BEGIN RECORDS SUPPLIED
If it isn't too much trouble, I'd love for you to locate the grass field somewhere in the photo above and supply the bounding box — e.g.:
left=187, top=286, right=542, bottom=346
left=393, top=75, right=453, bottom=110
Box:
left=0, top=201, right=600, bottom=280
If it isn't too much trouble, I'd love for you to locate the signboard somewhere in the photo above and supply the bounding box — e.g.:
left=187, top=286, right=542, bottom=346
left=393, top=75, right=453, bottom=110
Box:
END RECORDS SUPPLIED
# EXERCISE:
Rewrite the records above, changing "bounding box" to "enclosing rectangle" each time it occurs and leaving everything else as it is.

# COMPLETED TASK:
If it isn't too much trouble, I'd love for you to locate the grass field somewhere in the photo above and supply the enclosing rectangle — e.g.:
left=187, top=286, right=542, bottom=346
left=393, top=75, right=453, bottom=110
Box:
left=0, top=201, right=600, bottom=280
If it isn't too much trouble, I'd love for you to locate the signboard somewhere in the photo above and supply the enclosing rectangle — e.g.:
left=187, top=286, right=542, bottom=346
left=393, top=75, right=453, bottom=110
Box:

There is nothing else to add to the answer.